#### [Exercise brief]
In the text on the history of science below, explain in one to three sentences why Gordin trains his students to read discredited research as people saw it in its prime.

#### [Text]
--- --- ---
The reason has to do with the culture of science as much as the science itself. Neither Linnaeus nor Newton—nor anyone, ever—was right, or complete, about everything. There are ideas in old, once-dogmatic science that we bright modern folk can now laugh off. The topography of your skull tells of your character and intellect? Haha, what idiots phrenologists were. Gordin tries to train his students to look at such research as people saw it in its prime, to read it like they would an Astrophysical Journal paper from June. “I want them to get to think that way about the opposite thing, the thing that is not considered correct,” says Gordin, “to understand why a very smart person might believe it. That’s a way of learning empathy for the past, and a way to see that the truth we know now is not obvious.”

What seems true now probably also isn’t permanent. Just as the "knowledge" that Earth is the center of the universe was tossed into the void, “most of the science that’s published this year, in 10 years we’ll think was wrong,” says Gordin. "Not completely wrong. But incomplete or with inadequate variables. That’s the way science works.”

But that’s not often the way students, at least early in their education, learn about science. Most people grow up thinking about science in a textbook-centric way. “Textbooks, if you think about it, are a list of statements,” says Massimo Mazzotti, director of Berkeley’s Center for Science, Technology, Medicine, & Society. “Very clear, very neat: ‘This is what we think is the case.’”

When reading a historical scientist’s account of their own work, though, a different sentiment sticks out. “It’s more like, ‘Things are complicated,’” says Mazzotti. “People are struggling to understand how the world works.”

Those people—Darwin, Newton, lots of other old white men—were also steeped in the assumptions and conventions of their time, which is easier to see when you’re not of their time. That means, by inference, that the scientists of our time are (gasp!) subject to their own biases, whether scientific or social. “As a scientist in our society, you’re not trained to start questioning the broader framework in which you’re working,” says Mazzotti. A little historical context could help with that.

You don't need a pretty copy of Principia to do that. Mazzotti's and Gordin's classes are probably full of kids who just downloaded PDFs, with no special layout to distract from or enhance the philosophical or scientific points. Kronecker Wallis's editions, meanwhile, are very limited, and very expensive—their price the price of art for display and admiration, rather than pure analytical perusal. They are decidedly not the ones that will bring historical awareness or humility to the masses. When a curious dilettante or a serious student wants some context, they'll still likely turn to library loans or free ebooks. But if part of Kronecker Wallis's point is also to unite two cultures (here's a free copy of author and chemist C.P. Snow's eponymous treatise on the division between science and the humanities), portraying old science as an exquisite object—and also something that isn't locked in its original form, confined to its original era—then a bound edition with weight and gloss can convey that, to a certain well-heeled demographic.

For any kind of edition, though, fancy or not, seeing a big bound book of science, caught up in its own struggles and assumptions, is humbling, not just for scientists but for anyone who enjoys the fruits of their labor, some of which will warp and rot in time. “You’re just one moment, one iteration, in the process of knowledge-making,” says Mazzotti. Maybe someday, someone will reprint your work, and use it as an example of just how absurd those 21st-century intellectuals were. And that future person will see, through your flaws, that they too will never be totally right. All forces of nature are interlaced and interwoven, after all, and those forces include us.

1Update 10-19-18 2:15 pm EDT: This story has been updated to reflect Michael Gordin's institutional affiliation.
--- --- ---
#### [Recorded information]
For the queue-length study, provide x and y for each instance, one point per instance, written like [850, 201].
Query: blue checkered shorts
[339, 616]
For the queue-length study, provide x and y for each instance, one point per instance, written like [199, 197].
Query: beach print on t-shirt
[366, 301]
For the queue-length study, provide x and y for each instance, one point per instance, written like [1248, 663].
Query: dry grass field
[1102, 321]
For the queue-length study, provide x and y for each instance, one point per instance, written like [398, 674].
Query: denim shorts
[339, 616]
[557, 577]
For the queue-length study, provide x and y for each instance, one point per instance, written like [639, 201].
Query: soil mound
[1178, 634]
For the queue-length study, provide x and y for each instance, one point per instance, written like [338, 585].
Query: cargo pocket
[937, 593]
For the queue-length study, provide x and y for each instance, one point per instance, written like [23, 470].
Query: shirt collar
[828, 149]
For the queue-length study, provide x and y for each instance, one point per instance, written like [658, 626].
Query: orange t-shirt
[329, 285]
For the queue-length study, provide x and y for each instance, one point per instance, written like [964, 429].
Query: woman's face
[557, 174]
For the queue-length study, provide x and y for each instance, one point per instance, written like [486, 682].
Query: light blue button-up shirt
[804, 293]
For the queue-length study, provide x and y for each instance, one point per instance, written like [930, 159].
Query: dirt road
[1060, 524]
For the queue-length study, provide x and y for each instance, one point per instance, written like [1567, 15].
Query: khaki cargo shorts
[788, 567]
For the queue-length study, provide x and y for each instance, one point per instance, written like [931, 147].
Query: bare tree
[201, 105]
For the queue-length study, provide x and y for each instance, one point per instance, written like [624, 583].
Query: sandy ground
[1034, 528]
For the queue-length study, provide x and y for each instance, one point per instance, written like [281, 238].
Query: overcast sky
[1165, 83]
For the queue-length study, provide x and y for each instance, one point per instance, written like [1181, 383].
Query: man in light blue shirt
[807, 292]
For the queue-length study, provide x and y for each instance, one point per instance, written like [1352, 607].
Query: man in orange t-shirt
--- --- ---
#### [Written reply]
Gordin wants his students to understand why a very smart person might have believed an idea that is no longer considered correct. In his view, reading old research this way teaches empathy for the past and shows that the truth known today is not obvious.